▶ **Exercise directions**
Rewrite the records below from the line that contains "In this exercise you will tag the water in" through the line that contains "<point>601,99</point>", both included, giving only those lines with their requests intact and leaving out the pictures. Scale every coordinate in the answers by 2.25, rounding to whole numbers with halves going up.

[Data entries]
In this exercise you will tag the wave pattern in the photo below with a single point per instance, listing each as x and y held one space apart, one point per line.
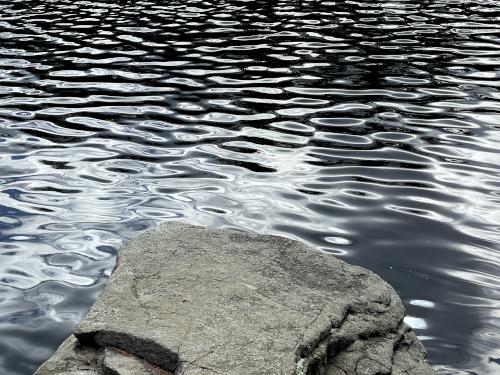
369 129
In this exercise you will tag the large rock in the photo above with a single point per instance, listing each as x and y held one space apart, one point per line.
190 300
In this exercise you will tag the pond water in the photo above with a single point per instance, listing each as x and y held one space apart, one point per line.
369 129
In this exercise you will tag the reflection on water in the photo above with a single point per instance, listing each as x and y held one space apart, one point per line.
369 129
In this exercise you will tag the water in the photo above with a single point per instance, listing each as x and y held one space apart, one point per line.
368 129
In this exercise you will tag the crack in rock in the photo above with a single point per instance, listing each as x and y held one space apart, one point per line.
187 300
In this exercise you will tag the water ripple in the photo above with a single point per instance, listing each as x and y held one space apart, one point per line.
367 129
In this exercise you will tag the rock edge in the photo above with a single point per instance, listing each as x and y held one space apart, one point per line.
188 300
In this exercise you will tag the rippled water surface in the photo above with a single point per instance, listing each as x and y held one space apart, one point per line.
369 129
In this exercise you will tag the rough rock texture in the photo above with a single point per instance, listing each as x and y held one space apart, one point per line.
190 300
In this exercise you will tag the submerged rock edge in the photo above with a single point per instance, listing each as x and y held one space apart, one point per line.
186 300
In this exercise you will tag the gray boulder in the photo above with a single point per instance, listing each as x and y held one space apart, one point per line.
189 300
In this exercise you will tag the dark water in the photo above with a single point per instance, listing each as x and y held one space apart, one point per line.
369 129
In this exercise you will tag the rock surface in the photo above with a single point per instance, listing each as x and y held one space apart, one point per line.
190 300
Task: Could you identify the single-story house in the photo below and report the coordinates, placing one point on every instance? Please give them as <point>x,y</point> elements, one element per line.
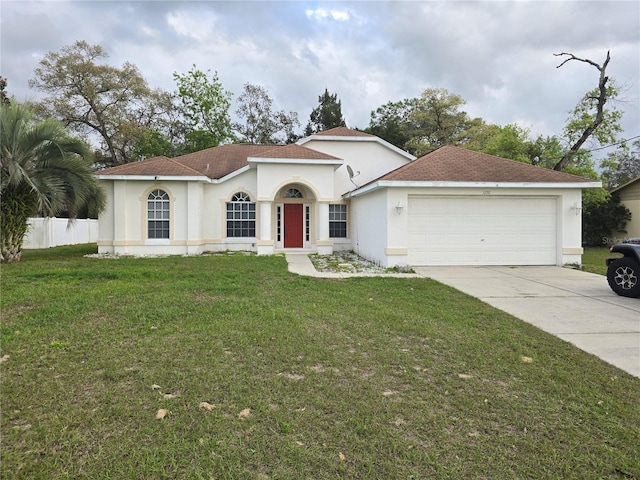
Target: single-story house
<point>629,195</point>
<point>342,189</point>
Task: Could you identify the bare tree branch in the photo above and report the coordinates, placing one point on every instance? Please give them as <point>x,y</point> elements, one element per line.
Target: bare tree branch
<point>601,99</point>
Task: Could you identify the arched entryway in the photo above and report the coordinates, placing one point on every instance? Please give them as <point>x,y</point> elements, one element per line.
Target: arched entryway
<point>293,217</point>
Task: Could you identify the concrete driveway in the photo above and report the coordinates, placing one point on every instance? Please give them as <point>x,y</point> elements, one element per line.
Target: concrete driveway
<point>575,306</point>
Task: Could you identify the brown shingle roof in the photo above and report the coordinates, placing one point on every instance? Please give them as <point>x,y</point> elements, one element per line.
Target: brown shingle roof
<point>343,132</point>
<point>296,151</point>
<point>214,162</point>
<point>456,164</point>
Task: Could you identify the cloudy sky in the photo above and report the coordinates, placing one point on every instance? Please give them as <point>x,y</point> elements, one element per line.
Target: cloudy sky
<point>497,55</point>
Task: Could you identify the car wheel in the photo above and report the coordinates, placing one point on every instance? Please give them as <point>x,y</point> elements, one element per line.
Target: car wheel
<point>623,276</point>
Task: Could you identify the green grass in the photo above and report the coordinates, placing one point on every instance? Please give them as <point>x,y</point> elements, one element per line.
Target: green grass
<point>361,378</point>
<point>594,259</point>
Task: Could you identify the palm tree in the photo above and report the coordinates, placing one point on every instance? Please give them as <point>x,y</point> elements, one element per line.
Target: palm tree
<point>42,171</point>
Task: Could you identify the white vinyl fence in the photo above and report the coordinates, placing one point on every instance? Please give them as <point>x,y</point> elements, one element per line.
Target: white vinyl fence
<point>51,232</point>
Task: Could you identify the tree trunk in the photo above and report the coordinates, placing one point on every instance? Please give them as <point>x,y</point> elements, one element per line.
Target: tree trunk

▶ **Solution to the exercise**
In this exercise you will tag the water in the photo above with a single point per instance, listing each as x and y held one space apart, one point per line.
828 290
In this exercise you will tag the crack in rock in the photo above with a single point per instance, listing each as x and y held one space apart, one point per line.
421 675
In this exercise you will tag the water ripple in the photo above with a single point per instance, listing each as x and y held one space apart, one point per line.
826 290
In this exercise you will tag the rock edge in the photo above with a single point per instance, listing each as x and y held one space apart, one point per line.
423 675
In this exercise you will tag the rippled water surface in the photo above with a single point per instance, listing each as x and y held one space apart, one point per line.
830 290
In this exercise you will tag the rough rock texture in the photo above with a single point per instance, listing each as x and y held one space apart, one point per line.
428 675
In this exercise you will tag the submerged rock edge in the photo above with a single point per instance, listing each as x and y held one space apart, one point per line.
419 675
In this exercise you will tag the gray boulder in the photo above with a single point per instance, listing each as x and y held one space apart, one point per line.
425 675
In this exercise you will tag the dark water in the photo above with a single point per instance, listing each as x and y held one space apart, one point per line.
830 290
In this exercise you will tag the rock surface in the photo above with a single point per instance, listing each as x and y held one space apart, one point per line.
428 675
Task: Could you identify the single-story house in the photo below and report the coordinates, placing one point on every instance? Please give them as <point>x,y</point> elements, one element per line.
Target: single-story house
<point>1415,439</point>
<point>770,425</point>
Task: Could you identify the bare tree branch in the photo above and report the coordinates, placing one point on every instance? Please give them as <point>x,y</point> elements, one element per line.
Target: bare tree branch
<point>1352,223</point>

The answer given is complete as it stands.